**Available data**
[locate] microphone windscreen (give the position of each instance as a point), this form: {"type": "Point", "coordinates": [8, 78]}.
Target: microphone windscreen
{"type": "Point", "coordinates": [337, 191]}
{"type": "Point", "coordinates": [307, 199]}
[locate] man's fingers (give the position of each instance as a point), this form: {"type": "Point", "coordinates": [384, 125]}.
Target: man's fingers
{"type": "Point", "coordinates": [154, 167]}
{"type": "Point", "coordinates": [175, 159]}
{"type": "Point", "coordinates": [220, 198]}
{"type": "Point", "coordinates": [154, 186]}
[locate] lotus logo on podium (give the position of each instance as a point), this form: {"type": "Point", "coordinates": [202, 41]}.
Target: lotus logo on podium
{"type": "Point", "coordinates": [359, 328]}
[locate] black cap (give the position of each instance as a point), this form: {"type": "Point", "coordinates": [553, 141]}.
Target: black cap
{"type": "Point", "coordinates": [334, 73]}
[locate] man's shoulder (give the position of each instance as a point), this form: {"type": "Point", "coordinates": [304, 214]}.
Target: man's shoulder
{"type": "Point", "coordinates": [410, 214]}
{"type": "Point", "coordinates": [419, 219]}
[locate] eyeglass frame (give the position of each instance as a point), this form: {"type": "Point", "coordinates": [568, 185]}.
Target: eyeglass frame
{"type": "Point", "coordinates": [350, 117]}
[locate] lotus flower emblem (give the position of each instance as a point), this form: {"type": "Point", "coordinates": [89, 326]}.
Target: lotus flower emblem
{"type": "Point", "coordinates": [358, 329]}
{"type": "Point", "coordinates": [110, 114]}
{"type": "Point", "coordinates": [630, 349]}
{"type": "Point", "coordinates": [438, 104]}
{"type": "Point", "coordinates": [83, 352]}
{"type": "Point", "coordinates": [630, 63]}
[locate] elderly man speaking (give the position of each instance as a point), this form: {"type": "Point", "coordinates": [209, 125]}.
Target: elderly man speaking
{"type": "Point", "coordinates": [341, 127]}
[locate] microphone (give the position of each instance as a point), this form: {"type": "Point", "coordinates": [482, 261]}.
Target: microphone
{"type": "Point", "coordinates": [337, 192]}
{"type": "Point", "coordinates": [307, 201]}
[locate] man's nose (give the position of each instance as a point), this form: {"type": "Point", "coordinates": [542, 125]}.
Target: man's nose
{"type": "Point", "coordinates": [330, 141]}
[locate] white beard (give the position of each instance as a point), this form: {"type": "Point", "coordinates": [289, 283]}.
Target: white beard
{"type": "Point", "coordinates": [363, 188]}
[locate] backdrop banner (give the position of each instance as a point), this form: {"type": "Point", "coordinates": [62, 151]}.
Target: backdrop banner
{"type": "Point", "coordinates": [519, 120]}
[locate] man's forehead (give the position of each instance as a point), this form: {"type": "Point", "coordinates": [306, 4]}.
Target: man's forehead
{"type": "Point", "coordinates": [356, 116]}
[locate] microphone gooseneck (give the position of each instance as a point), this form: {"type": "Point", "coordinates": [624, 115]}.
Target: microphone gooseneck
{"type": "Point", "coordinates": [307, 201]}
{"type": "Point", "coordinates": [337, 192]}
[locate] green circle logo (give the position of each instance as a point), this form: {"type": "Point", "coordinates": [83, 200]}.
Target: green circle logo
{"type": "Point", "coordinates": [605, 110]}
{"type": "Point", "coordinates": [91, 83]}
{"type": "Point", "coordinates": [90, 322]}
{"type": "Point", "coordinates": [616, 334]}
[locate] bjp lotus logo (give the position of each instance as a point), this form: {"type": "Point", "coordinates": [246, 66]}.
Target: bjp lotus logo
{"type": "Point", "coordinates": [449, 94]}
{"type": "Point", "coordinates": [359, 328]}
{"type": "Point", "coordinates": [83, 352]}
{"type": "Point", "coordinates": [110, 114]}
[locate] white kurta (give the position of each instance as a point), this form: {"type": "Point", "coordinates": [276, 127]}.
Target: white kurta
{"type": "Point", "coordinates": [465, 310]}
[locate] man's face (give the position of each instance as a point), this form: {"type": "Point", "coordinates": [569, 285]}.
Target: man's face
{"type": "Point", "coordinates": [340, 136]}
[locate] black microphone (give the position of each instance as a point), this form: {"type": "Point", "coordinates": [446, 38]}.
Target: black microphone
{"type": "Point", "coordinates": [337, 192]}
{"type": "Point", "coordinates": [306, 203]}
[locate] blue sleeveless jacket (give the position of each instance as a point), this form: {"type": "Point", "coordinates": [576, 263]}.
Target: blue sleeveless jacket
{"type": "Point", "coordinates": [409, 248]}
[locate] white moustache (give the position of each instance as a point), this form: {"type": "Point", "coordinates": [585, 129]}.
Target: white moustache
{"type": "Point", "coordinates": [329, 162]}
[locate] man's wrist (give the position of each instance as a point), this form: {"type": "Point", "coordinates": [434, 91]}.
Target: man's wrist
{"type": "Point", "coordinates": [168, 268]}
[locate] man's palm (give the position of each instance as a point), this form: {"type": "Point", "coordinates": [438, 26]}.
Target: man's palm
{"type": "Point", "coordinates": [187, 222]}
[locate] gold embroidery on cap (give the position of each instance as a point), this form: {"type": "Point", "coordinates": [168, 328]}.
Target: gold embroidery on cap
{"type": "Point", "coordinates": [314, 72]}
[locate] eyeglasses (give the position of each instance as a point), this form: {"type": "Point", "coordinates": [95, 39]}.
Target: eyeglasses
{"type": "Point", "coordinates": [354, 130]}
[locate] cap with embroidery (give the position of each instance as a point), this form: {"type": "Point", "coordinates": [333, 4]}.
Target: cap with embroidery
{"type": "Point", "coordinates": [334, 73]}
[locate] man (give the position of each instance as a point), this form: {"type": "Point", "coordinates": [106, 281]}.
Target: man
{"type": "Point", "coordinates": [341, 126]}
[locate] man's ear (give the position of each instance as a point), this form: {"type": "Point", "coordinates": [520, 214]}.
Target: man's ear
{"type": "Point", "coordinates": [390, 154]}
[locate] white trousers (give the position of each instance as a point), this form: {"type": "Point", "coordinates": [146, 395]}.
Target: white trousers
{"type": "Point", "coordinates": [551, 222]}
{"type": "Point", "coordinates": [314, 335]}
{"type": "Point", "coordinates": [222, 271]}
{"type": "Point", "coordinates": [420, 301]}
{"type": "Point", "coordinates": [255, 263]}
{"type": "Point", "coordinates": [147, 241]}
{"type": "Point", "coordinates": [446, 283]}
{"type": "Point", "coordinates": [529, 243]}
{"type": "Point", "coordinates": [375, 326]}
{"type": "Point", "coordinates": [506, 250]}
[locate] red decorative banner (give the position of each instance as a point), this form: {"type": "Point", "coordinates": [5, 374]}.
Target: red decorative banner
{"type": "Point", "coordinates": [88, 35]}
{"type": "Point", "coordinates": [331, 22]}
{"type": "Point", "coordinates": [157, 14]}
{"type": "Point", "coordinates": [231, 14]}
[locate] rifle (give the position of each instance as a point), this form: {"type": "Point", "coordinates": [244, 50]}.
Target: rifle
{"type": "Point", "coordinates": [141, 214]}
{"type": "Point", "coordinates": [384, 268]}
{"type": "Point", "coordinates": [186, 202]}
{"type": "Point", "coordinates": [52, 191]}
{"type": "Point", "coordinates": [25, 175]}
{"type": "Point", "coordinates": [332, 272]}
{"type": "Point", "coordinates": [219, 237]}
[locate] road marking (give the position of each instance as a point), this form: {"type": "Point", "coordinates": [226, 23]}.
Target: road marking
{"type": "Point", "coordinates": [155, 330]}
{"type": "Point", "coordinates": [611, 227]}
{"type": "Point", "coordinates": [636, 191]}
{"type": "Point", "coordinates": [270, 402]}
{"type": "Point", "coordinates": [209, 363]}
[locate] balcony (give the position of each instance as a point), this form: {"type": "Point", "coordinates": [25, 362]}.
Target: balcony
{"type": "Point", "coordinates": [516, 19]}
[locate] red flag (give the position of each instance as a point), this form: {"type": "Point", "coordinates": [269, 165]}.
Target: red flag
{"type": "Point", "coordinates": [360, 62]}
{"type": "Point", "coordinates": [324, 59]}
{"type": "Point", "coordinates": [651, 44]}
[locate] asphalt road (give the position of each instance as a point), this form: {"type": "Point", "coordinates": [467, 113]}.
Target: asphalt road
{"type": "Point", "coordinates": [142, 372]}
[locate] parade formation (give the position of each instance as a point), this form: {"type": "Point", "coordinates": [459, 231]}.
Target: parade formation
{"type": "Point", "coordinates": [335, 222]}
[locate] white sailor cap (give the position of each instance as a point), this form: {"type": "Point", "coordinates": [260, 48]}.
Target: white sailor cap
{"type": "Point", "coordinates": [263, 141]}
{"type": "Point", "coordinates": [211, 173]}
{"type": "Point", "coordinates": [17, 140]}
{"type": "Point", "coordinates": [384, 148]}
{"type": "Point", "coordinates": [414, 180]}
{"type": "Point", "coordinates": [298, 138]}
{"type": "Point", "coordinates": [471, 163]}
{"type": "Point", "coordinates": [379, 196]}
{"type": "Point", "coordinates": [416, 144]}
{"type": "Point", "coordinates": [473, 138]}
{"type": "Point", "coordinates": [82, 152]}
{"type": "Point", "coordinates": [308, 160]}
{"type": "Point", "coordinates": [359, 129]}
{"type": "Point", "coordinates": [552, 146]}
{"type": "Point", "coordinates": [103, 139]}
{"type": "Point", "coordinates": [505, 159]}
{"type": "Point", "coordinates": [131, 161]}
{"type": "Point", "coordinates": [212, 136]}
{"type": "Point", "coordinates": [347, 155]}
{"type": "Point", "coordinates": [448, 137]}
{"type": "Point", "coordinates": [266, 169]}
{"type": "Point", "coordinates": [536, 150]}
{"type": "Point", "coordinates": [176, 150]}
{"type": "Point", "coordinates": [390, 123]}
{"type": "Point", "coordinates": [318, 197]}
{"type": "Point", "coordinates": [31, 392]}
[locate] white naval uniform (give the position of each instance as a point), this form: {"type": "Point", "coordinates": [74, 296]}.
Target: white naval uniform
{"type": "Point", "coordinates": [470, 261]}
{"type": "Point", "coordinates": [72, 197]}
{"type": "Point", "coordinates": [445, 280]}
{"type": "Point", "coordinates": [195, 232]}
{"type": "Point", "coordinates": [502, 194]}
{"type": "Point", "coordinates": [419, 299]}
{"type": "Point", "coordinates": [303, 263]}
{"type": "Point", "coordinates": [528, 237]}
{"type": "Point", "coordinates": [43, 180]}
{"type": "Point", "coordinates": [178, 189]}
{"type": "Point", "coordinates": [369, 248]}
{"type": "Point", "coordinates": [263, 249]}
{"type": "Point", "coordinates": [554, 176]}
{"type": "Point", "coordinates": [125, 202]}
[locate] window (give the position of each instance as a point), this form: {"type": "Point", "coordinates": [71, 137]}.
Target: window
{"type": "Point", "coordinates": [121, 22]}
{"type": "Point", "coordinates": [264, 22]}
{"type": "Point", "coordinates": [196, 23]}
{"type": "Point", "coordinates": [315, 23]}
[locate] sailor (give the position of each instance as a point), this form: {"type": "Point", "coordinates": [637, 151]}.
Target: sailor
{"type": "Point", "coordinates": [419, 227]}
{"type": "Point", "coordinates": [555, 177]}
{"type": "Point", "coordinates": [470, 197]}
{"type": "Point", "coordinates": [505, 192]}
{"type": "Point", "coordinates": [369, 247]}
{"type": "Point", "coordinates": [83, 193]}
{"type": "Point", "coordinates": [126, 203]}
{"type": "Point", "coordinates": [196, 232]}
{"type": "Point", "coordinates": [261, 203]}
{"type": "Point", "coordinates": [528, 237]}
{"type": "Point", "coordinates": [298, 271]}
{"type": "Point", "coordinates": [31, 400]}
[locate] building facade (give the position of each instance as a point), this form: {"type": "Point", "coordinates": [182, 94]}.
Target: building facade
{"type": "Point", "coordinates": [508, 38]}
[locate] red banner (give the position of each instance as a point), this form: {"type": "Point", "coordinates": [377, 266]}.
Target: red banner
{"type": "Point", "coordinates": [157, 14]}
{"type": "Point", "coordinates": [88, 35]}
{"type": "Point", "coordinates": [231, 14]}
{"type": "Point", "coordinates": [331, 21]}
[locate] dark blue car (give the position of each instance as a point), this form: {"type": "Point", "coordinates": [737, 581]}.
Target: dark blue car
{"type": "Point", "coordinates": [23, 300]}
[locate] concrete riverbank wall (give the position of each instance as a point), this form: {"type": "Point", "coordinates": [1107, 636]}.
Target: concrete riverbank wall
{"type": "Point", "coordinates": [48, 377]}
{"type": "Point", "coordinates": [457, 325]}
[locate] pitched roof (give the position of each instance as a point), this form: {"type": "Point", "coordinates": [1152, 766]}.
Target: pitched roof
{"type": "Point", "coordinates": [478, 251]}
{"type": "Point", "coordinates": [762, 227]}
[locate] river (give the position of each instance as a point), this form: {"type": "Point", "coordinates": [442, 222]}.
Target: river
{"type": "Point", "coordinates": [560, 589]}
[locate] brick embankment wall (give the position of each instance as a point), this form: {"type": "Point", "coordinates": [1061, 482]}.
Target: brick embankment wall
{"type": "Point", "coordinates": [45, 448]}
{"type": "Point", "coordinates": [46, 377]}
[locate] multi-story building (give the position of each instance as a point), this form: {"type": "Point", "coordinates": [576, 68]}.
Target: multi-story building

**Exercise prompt**
Reproduce verbatim the lines of the data from the one containing "[locate] brick embankment" through the final line of the data, both ends included.

**Reply to the exercise**
[locate] brick embankment wall (give the position of each instance as a point), this form: {"type": "Point", "coordinates": [1061, 482]}.
Target: brick embankment wall
{"type": "Point", "coordinates": [45, 448]}
{"type": "Point", "coordinates": [46, 377]}
[locate] multi-story building (give the position of each instance as a point), this form: {"type": "Point", "coordinates": [576, 68]}.
Target: multi-story building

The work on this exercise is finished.